## [Extract provided]
—————
Review World J Surg
. 2020 Aug 11. doi: 10.1007/s00268-020-05733-6. Online ahead of print. https://pubmed.ncbi.nlm.nih.gov/32783122/
Complicated Diaphragmatic Hernia in Emergency Surgery: Systematic Review of the Literature
- PMID: 32783122
- DOI: 10.1007/s00268-020-05733-6
Introduction: Complicated diaphragmatic hernia (DH) can be congenital or acquired. Congenital diaphragmatic hernias (CDH) are rare and often can be asymptomatic until adulthood. Traumatic diaphragmatic hernia (TDH) is a complication that occurs in about 1-5% of victims of road accidents and in 10-15% of penetrating traumas of the lower chest. CDH and TDH are potentially life-threatening conditions, and the management in emergency setting still debated. This study aims to evaluate the surgical treatment options in emergency setting.
Methods: A bibliographic research reporting the item “emergency surgery” linked with “traumatic diaphragmatic rupture” and “congenital diaphragmatic hernia” was performed. Several parameters were recorded including sex, age, etiology, diagnosis, treatment, site and herniated organs.
—————
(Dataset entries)
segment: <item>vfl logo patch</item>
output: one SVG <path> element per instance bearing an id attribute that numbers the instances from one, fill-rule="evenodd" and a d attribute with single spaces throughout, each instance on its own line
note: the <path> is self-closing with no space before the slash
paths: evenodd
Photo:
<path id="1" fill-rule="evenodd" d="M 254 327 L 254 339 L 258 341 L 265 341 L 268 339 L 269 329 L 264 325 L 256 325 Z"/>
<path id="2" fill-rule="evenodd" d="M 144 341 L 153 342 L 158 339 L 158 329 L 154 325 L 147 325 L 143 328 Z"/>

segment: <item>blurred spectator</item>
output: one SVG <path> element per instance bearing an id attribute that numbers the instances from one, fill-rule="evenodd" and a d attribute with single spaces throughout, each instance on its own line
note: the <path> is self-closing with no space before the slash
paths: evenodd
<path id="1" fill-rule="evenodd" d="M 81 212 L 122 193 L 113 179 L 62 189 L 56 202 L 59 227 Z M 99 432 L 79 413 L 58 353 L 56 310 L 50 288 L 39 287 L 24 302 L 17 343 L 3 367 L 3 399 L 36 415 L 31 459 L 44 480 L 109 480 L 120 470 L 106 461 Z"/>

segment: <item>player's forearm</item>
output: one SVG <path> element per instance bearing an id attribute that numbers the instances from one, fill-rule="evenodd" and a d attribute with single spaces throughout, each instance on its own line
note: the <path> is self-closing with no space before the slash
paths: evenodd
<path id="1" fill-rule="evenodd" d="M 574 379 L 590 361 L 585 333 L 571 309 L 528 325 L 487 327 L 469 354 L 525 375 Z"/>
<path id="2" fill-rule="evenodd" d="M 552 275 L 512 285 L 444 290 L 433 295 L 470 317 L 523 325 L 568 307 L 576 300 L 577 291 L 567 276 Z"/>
—————
## [Action item]
Continue the abstract on complicated diaphragmatic hernia in emergency surgery from the point where it stops.

## [Task result]
Results: The research included 146 articles, and 1542 patients were analyzed. Most of the complicated diaphragmatic hernias occurred for a diaphragmatic defect due to trauma, only 7.2% occurred for a congenital diaphragmatic defect. The main diagnostic method used was chest X-ray and CT scan. Laparotomic approach still remains predominant compared to the minimally invasive approach.
Conclusion: Surgery is the treatment of choice and is strongly influenced by the preoperative setting, performed mainly with X-ray and CT scan. Minimally invasive approach is safe and feasible but is highly dependent on the surgeon’s expertise, especially in emergency setting.